A ‘sustained inability’. For those who strive towards process excellence, those are damning words. But ‘process excellence’ was the last thing on Walker’s mind. What Timberlake is saying, essentially, is ‘we gave you more help than your predecessors and you still couldn’t do the job’. Walker wanted failure, because from his Randian perspective, those receiving the help weren’t the ‘creative minds’, the ‘makers’ that added value to society, they were ‘takers’, nothing more than grist for the mill and entirely expendable.
Got it. Refuse to administer help (that’s already available) to those most in need, then when they remain needy, seek excuses, not solutions. Thus, the self-fulfilling prophesy becomes the proof.
While on the campaign trail, expect to hear many things from Walker. Programmed talking points produced by his Koch-sponsored handlers designed to mask the real agenda: continue to push for policies that reward the wealthy for being wealthy while destroying America’s middle-class and keep those already struggling from improving their condition.

But what he won’t talk about are any of the scandals and near-scandals that follow him.

Tom Barrett, Milwaukee Mayor and Democrat Gubernatorial opponent in both the 2010 and the recall elections, had this to say about Walker and his tight-lipped defense strategy:
“There are just so many questions that Gov. Walker refuses to answer. He refuses to answer questions about who’s paying his legal defense fees for his criminal defense lawyers. He refuses to answer questions on where he goes on fundraising trips when he should’ve been in Madison working on legislation. He refuses to answer questions such as, ‘Did he sign recall petitions against Sen. [Russ] Feingold and Sen. [Herb] Kohl?’ The more questions he refuses to answer, the more people are asking themselves, why is he asking us to trust him[2]?”
Regarding whether or not Walker signed recall petitions against Senators Feingold and Kohl, walker says:
“I don’t remember what may or may not have been put in front of me. I just don’t remember. Do you remember everything you signed 15 years ago?” he said in the interview. “The mayor’s just desperate.”
Which makes you wonder: Does Walker read what he signs? Signing a recall petition is not like, say, taking a survey or some routine paperwork. Surely one would remember a petition. Do we want a president that is either unfocused or is a liar?

__DATA SEGMENT__
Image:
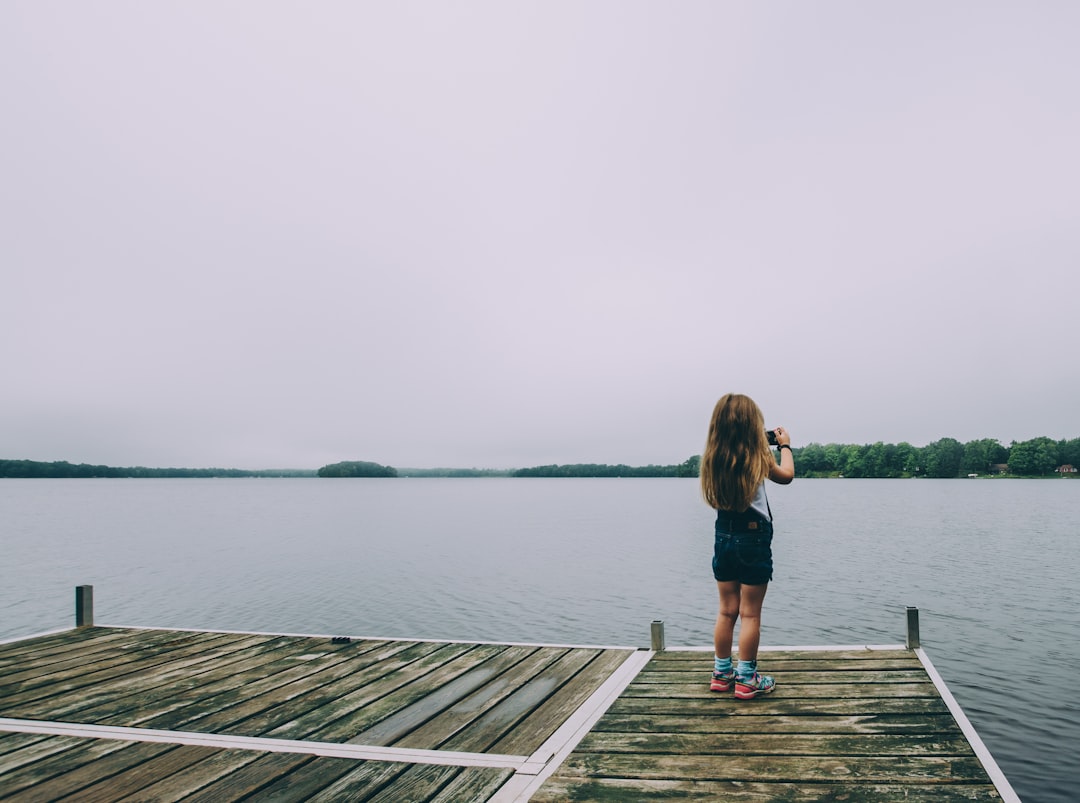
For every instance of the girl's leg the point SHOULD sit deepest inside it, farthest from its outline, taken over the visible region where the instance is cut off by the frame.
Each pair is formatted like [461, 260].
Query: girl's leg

__EXERCISE DETAILS__
Resume the commentary on Governor Walker, picking up right after its closing question about a president who is unfocused or a liar. The listing has no connection to the commentary on Governor Walker.

__EXPECTED ANSWER__
Another scandal surrounding Walker is the John Doe 1 & 2 investigations. John Doe 1 involved Walker’s Milwaukee County staff working on his bid for governor while on county time. Walker has repeatedly stated he knew nothing of what the staffers were up to.

The notion that Walker puts forward as to his lack of knowledge whether or not his staff was breaking election laws, is incongruent with being a manager that is focused on the work to be done, and therefore laughable. If he didn’t know what was going on in his own office, what does that say about his skill at administration? Yet, he his damned by his own words. Writing about the indictments brought forth on Kelly Rindfleisch, Walker says:
"We cannot afford another story like this one…No one can give them any reason to do another story. That means no laptops, no websites, no time away during the workday, etc[3]”
So, he knew.

Walker habitually surrounds himself with corrupt people. One of his biggest contributors paid a fine of $166,900 for illegally funneling money to Walker’s campaign. And let’s not forget the convictions of former Walker staffers in the John Doe I probe.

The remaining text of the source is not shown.